**Aim of the task:** All of the entries are to be repeated exactly, with no pictures included.

[[ Entries provided open ]]

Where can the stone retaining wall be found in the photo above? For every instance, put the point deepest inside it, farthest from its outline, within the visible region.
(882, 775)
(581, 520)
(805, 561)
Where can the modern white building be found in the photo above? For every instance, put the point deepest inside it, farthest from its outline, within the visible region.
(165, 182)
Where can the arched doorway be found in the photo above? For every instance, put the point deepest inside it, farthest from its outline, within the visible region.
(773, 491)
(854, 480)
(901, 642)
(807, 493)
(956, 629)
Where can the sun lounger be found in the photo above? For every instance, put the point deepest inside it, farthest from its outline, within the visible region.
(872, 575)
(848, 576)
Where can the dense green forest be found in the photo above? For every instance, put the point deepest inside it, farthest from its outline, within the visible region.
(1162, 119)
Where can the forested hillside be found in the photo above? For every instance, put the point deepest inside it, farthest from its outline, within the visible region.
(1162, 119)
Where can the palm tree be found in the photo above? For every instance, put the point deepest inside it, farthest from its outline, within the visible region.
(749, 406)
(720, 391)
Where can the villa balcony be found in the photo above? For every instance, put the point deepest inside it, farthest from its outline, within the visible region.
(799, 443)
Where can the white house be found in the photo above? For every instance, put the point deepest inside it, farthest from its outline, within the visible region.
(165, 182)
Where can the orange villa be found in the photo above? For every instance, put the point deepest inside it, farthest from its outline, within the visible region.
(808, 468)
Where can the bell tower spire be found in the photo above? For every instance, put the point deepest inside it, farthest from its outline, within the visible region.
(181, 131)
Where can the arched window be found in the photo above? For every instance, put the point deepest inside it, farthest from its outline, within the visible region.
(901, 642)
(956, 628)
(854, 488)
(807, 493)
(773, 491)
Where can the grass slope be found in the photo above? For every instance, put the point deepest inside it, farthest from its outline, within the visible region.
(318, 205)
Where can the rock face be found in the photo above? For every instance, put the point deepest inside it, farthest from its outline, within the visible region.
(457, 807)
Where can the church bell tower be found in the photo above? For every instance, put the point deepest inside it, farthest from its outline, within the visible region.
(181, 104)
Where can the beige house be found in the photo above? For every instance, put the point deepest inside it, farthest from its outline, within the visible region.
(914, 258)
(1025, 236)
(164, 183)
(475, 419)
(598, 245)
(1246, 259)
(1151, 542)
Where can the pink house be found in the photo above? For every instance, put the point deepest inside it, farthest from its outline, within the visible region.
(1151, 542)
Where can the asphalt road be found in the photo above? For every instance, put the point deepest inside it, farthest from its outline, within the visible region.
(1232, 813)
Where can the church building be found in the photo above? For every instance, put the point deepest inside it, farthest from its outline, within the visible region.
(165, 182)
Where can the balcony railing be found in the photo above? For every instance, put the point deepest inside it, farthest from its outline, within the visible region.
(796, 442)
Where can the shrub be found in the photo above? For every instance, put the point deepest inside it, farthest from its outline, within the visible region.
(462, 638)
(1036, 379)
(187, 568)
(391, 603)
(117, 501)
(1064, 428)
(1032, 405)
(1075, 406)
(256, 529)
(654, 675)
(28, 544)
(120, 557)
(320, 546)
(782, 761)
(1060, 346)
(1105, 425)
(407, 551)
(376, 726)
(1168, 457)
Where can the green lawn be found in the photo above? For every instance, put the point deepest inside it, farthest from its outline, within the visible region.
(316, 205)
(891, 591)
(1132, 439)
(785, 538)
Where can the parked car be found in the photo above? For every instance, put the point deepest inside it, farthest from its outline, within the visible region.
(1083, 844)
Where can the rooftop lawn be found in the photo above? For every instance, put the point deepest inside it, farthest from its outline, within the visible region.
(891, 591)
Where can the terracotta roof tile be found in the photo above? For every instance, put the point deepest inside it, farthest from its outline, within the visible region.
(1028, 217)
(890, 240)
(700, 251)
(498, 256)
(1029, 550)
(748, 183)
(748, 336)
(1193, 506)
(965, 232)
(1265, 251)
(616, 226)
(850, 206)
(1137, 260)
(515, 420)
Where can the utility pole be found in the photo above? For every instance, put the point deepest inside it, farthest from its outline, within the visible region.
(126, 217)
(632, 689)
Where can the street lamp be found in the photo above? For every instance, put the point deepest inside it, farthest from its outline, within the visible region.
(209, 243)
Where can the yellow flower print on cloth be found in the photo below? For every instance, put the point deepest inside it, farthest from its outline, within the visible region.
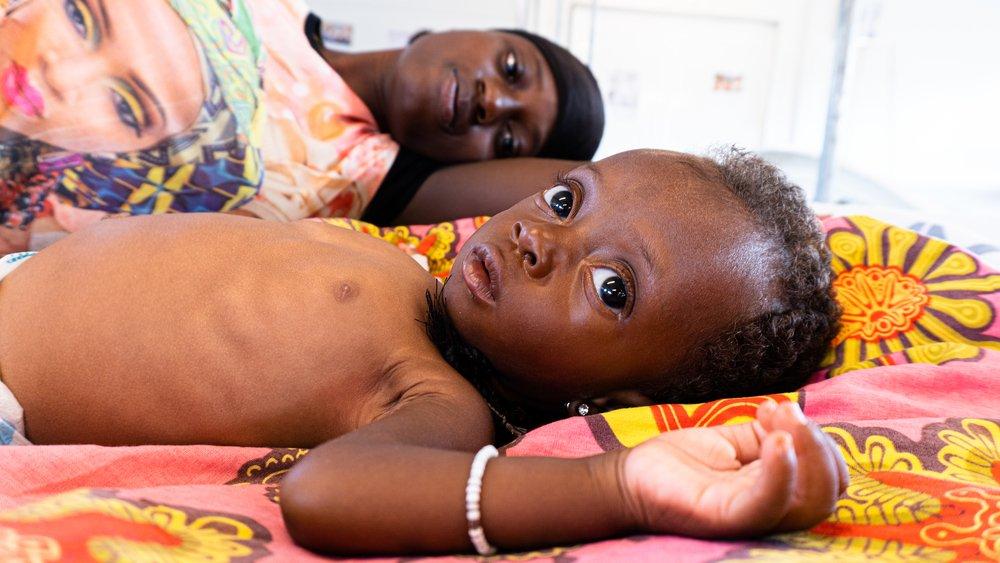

[[ Entries provided closed ]]

**Response area:**
Where can the stone retaining wall be found in the photo above? For every instance, put the point deepest inside it, farthest from its outline, within the visible region.
(882, 775)
(581, 520)
(805, 561)
Where can the modern white building be found in the photo above? For every instance, put the point deepest inside it, farthest from its outline, within the visible region.
(165, 182)
Where can the arched doorway be found in the photo above? For every instance, put the point deepest inside it, farthest from its outline, within the visible region.
(773, 491)
(854, 480)
(901, 642)
(807, 493)
(956, 629)
Where can the sun lounger be found in the photo above? For every instance, put the point deepest inside it, farthest from its outline, within the visible region.
(872, 575)
(848, 576)
Where can the dense green forest be found in the photo above? For every instance, put the point deepest inside it, farthest from its outline, within the visible region.
(1162, 119)
Where can the forested hillside be found in the photo above? For every instance, put the point deepest inside it, farthest from its outline, within the visible region.
(1162, 119)
Where can the palm tree be found in the photo above? For every instance, put the point deepest inside it, farthest from its outline, within the visible region.
(749, 406)
(720, 391)
Where can the villa balcony be found in the photo above? For every instance, put the point deepest inside it, farthest from its outline, within the visible region.
(799, 443)
Where can the white house be found in the photo above? For every instance, put the point deepest inside it, farthest from its outline, within the visible region.
(165, 182)
Where can the orange villa be found in the photo above? For every instance, put the point deepest inside it, farthest from its outline, within the visible region.
(808, 468)
Where can the bell tower spire be found in the photo above? For every instance, put the point deepest inside it, farthest from its outline, within the visible region.
(181, 131)
Where can the arched window be found in the photo above? For every instance, put the point deepest inside it, farthest from its outline, within the visible region.
(901, 642)
(956, 628)
(854, 488)
(807, 493)
(773, 491)
Where can the grass slope be found in the photo above? For every instance, put the point deepest inside it, farthest from its outline, within the visible region.
(318, 205)
Where can the rock face be found in the photo above? For every instance, put the point deepest inside it, farthest from its outline, within the visible region.
(457, 807)
Where can the church bell tower be found in the photo above? For every instance, put the point deepest inside it, farthest from its outline, within the visible region.
(181, 104)
Where can the beige house be found in the photo above? For every instance, put the point deepest inside it, farthest from its outline, within the visible region.
(914, 258)
(1025, 236)
(164, 183)
(475, 419)
(598, 245)
(1246, 259)
(1151, 542)
Where can the pink house be found in the photo above? For every instance, put the point deepest inside it, farthest from its outline, within the visible region.
(1151, 542)
Where can the asphalt road be found in the photo above? For every instance, put the point deepest inside it, farthest from its outline, within the visible region.
(1232, 813)
Where can the church building be found in the photo above? For every instance, put the point deepest inside it, farthest from its outline, within the visible region.
(165, 182)
Where can the balcony railing be found in the photo above? For every instance, put the point deepest inside it, farthest from its outline, within the visible region.
(796, 442)
Where can the shrub be found in the photo above? For every instance, put the point deepest inside it, farthest from its outline, within the visible region.
(462, 638)
(1036, 379)
(187, 568)
(391, 603)
(117, 501)
(1064, 428)
(1032, 405)
(1075, 406)
(256, 529)
(654, 675)
(28, 544)
(120, 557)
(320, 546)
(782, 761)
(1060, 346)
(1105, 425)
(407, 551)
(376, 726)
(1168, 457)
Where can the green lawn be found in the photo above? For every instance, put the point deepest inside it, farthest from its outline, within the visible region.
(316, 205)
(891, 591)
(1132, 439)
(785, 538)
Where can the parked car be found in the photo above? For every instance, put the point deepest inside it, farthest from its outline, within the visible region.
(1083, 844)
Where can the rooftop lawn be found in the photo above? For every instance, put the point deepest inside it, farthest from its outline, within the visible region.
(891, 591)
Where can the terracotta roof tile be found in the photo above? For every instance, put the point deepest inside it, farthest from its outline, within the visible region.
(1028, 217)
(890, 240)
(700, 251)
(498, 256)
(1029, 550)
(748, 183)
(748, 336)
(1193, 506)
(965, 232)
(1265, 251)
(616, 226)
(850, 206)
(1137, 260)
(515, 420)
Where can the utility pole be found in the photo above? For every instance, put the point deepest inside it, farthest from its outline, within the visible region.
(126, 217)
(632, 689)
Where can the street lamp be found in the photo above? For every instance, put the point deepest inside it, farthest from its outline, within the visible region.
(209, 243)
Where can the yellow flower print on cloth be found in the photo below? For every instance, put the point deepest inside it, farthest from its outline, within the visible region.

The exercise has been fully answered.